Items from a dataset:

* BEGIN *

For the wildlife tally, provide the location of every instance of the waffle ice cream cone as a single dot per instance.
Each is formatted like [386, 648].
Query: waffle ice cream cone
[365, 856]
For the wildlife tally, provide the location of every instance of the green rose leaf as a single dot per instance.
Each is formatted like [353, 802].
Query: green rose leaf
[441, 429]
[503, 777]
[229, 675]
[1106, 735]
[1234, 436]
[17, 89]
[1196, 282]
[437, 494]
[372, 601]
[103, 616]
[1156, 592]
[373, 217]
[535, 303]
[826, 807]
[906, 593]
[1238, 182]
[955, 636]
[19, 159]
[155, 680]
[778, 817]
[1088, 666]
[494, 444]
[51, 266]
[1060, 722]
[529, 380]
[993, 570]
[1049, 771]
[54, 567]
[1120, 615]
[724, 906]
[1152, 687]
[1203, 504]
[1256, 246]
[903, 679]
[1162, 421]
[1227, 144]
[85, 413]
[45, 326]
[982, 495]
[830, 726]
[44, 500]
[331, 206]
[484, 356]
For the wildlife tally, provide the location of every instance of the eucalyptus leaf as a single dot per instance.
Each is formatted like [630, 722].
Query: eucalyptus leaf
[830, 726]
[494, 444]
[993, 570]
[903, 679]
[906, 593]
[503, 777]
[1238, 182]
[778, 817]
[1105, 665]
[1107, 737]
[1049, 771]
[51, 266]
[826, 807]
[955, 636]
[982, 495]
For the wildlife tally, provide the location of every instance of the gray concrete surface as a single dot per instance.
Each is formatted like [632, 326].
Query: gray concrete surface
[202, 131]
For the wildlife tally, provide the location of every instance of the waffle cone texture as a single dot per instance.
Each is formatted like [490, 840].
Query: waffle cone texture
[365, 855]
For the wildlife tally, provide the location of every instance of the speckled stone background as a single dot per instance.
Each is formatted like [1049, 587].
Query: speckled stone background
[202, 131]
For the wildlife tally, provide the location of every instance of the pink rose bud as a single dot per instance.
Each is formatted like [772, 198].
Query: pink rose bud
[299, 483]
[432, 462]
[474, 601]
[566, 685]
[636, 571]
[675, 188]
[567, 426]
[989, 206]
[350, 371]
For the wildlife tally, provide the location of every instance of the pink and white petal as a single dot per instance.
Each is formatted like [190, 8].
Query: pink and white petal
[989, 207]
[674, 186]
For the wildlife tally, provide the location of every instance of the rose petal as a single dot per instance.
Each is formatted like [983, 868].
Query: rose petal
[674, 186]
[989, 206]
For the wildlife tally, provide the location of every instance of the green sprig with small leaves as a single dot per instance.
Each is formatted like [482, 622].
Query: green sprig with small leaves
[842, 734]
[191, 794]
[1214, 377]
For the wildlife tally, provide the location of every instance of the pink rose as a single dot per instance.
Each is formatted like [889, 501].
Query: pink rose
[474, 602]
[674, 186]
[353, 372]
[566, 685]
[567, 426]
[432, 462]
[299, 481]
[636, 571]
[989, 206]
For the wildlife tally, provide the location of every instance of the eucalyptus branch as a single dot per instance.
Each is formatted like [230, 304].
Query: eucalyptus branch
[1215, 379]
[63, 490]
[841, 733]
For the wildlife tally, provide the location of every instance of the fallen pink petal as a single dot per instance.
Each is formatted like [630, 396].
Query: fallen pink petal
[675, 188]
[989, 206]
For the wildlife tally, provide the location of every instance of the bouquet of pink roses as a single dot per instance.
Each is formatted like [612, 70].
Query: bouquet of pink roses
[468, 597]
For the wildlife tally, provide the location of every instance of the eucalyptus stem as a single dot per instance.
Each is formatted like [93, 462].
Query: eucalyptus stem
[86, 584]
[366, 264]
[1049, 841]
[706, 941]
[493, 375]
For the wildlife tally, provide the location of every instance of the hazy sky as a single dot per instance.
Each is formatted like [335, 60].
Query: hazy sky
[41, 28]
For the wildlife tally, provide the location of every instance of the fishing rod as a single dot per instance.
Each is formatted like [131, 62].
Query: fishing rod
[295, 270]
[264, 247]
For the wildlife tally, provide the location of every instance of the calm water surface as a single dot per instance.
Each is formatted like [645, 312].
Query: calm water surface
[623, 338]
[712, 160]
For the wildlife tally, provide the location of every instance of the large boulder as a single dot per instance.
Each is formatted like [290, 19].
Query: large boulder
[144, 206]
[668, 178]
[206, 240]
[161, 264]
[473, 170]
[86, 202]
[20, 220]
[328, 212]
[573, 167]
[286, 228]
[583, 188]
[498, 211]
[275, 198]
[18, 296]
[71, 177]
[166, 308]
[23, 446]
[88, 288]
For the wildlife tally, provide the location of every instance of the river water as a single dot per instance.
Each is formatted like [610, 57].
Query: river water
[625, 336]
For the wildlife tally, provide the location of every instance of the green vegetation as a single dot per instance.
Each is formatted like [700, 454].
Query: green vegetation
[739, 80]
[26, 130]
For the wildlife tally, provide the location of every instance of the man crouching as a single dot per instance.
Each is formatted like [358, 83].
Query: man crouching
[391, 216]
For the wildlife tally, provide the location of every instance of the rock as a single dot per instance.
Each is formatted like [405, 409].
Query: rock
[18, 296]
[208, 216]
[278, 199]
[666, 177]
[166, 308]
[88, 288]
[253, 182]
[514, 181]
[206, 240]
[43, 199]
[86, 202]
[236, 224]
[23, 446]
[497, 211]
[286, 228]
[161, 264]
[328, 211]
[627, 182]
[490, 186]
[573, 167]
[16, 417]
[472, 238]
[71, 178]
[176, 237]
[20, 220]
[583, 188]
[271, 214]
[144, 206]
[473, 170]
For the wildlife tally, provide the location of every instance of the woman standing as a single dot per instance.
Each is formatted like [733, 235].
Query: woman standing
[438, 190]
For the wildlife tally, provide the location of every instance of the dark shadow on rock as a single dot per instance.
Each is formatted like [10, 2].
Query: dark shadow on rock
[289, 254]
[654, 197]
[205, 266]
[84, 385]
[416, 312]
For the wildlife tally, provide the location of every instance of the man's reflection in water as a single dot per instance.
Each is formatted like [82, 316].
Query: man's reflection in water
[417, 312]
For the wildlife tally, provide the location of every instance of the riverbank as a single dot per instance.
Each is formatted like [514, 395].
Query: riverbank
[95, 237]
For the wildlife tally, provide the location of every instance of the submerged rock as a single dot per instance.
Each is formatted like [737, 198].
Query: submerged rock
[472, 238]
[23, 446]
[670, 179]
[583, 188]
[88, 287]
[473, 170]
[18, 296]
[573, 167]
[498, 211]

* END *

Each line above must be printed exactly as it appears.

For the wildlife tally, provide the location of every instance of the waffle ice cream cone as a single dot per instance.
Each is formatted like [386, 648].
Query: waffle ice cream cone
[365, 856]
For the wildlife tally, provide the location of every instance of the green rose leaf as a single dot per instance.
Each is formatted like [353, 802].
Query: green rose leaf
[441, 429]
[503, 777]
[229, 675]
[1106, 735]
[1234, 436]
[17, 89]
[1196, 282]
[437, 494]
[372, 601]
[103, 616]
[1156, 592]
[373, 217]
[535, 303]
[826, 807]
[906, 593]
[1238, 182]
[955, 636]
[19, 159]
[155, 680]
[778, 817]
[1088, 666]
[494, 444]
[51, 266]
[1060, 722]
[529, 380]
[993, 570]
[1049, 771]
[54, 567]
[1120, 615]
[724, 906]
[1152, 687]
[1203, 504]
[1256, 246]
[903, 679]
[1162, 421]
[1227, 144]
[85, 413]
[45, 326]
[982, 495]
[830, 726]
[44, 500]
[331, 206]
[484, 356]
For the wildlife tally, provide the location of every instance of the eucalyptus leaf as a single dot per instance.
Each is formatted like [630, 722].
Query: eucalyptus leaf
[830, 726]
[494, 444]
[993, 570]
[903, 679]
[906, 593]
[503, 777]
[1238, 182]
[778, 817]
[1105, 665]
[1107, 737]
[1049, 771]
[51, 266]
[826, 807]
[955, 636]
[982, 495]
For the wildlife tally, provide the location of every instance of the gray concrete surface as a single dot per instance.
Each is formatted like [632, 326].
Query: gray concrete surface
[202, 131]
For the wildlife tally, provide the location of every instance of the waffle cone texture as a single dot per instance.
Each is formatted like [490, 840].
Query: waffle cone texture
[365, 855]
For the wildlife tally, provide the location of every instance of the speckled stone background as a single dot per instance.
Each is formatted like [1049, 587].
Query: speckled stone background
[202, 131]
For the wildlife tally, provide the location of every instance of the pink rose bud as a single dot per instance.
Each is formatted like [772, 198].
Query: pink rose bud
[299, 483]
[432, 462]
[474, 601]
[566, 685]
[636, 571]
[675, 188]
[567, 426]
[989, 206]
[350, 371]
For the wildlife tally, provide the location of every instance of the pink and white petal as a single dot per instance.
Each is formatted like [190, 8].
Query: pink and white petal
[989, 207]
[674, 186]
For the wildlife tally, provide the location of every instance of the rose petal as a single dot per instance.
Each is formatted like [983, 868].
Query: rose petal
[674, 186]
[989, 206]
For the wildlife tally, provide the location of every instance of the green sprig with small leaves as a single dot per instance.
Each is formatted like [482, 622].
Query: green sprig with small leaves
[842, 734]
[191, 794]
[1214, 377]
For the wildlife tally, provide the location of every instance of the pink rose as a single dot per instance.
Each is formatted like [889, 501].
Query: pink rose
[474, 602]
[674, 186]
[353, 372]
[566, 685]
[567, 426]
[432, 462]
[299, 481]
[636, 571]
[989, 206]
For the wildlife tally, provide the location of every instance of the eucalyptus branch as a single dot per instance.
Each is formatted like [230, 304].
Query: eucalyptus branch
[1215, 379]
[63, 490]
[841, 733]
For the wildlife tally, provide the location of every instance of the fallen pink petal as a single dot per instance.
Each is formatted like [630, 396].
Query: fallen pink petal
[675, 188]
[989, 206]
For the wildlife tally, provide the location of every instance of the bouquet of pink roses as a single dot per instance.
Each is formatted like [612, 70].
Query: bouquet of pink roses
[468, 597]
For the wildlife tally, provide the location of every instance of the eucalyptus stem as a single dot per instance.
Each is formatted like [93, 462].
Query: eucalyptus stem
[86, 584]
[366, 264]
[1049, 841]
[706, 941]
[493, 375]
For the wildlife tally, provide the location of every instance of the hazy sky as a single dot per instance.
Each is formatted like [335, 60].
Query: hazy sky
[41, 28]
For the wildlife tally, provide the location of every instance of the fishing rod as a single dot per instance.
Each is formatted like [131, 62].
Query: fishing rod
[295, 270]
[264, 247]
For the wildlife tally, provide the location of every instance of the calm water surface as a single dot per instance.
Each is formatted like [645, 312].
Query: calm water surface
[623, 338]
[712, 160]
For the wildlife tally, provide the location of every instance of the large boulder as a single dot per instance.
Each is formatted like [290, 19].
Query: large boulder
[144, 206]
[668, 178]
[206, 240]
[161, 264]
[473, 170]
[86, 202]
[20, 220]
[328, 212]
[573, 167]
[286, 228]
[583, 188]
[498, 211]
[275, 198]
[18, 296]
[71, 177]
[166, 308]
[23, 446]
[88, 288]
For the wildlife tally, provide the location of every instance of the river water as a single dot per instance.
Each is formatted like [610, 57].
Query: river water
[625, 336]
For the wildlife tally, provide the location of every instance of the green vegetation as a single dot per instance.
Each is formatted like [700, 454].
Query: green vegetation
[739, 80]
[26, 130]
For the wildlife tally, provide the location of every instance of the man crouching as a single dot per instance.
Each is formatted like [358, 83].
Query: man crouching
[391, 216]
For the wildlife tally, provide the location of every instance of the rock as a single dot per instance.
Each is formatted like [405, 409].
Query: rock
[18, 296]
[208, 216]
[278, 199]
[666, 177]
[166, 308]
[88, 288]
[253, 182]
[514, 181]
[206, 240]
[43, 199]
[86, 202]
[236, 224]
[23, 446]
[497, 211]
[286, 228]
[161, 264]
[328, 211]
[627, 182]
[490, 186]
[573, 167]
[16, 417]
[472, 238]
[71, 178]
[176, 237]
[20, 220]
[583, 188]
[271, 214]
[144, 206]
[473, 170]
For the wildlife tally, provide the location of every instance of the woman standing as a single dot per instance.
Each is formatted like [733, 235].
Query: woman standing
[438, 190]
For the wildlife tally, provide the location of every instance of the dark shadow on rock as a single dot per instance.
Each is formatted like [10, 2].
Query: dark shadow on rock
[289, 254]
[654, 197]
[205, 266]
[84, 385]
[416, 312]
For the wildlife tally, provide the location of every instance of the man's reflection in water as a single dot per instance.
Each is formatted like [82, 316].
Query: man's reflection in water
[417, 312]
For the wildlife tally, provide the location of every instance of the riverbank as a single dot per instance.
Each is formatted like [514, 395].
Query: riverbank
[95, 237]
For the wildlife tally, provide the location of every instance of the submerged rock as a single dot per instance.
Each is formatted like [737, 198].
Query: submerged rock
[472, 238]
[23, 446]
[670, 179]
[583, 188]
[88, 287]
[473, 170]
[18, 296]
[573, 167]
[498, 211]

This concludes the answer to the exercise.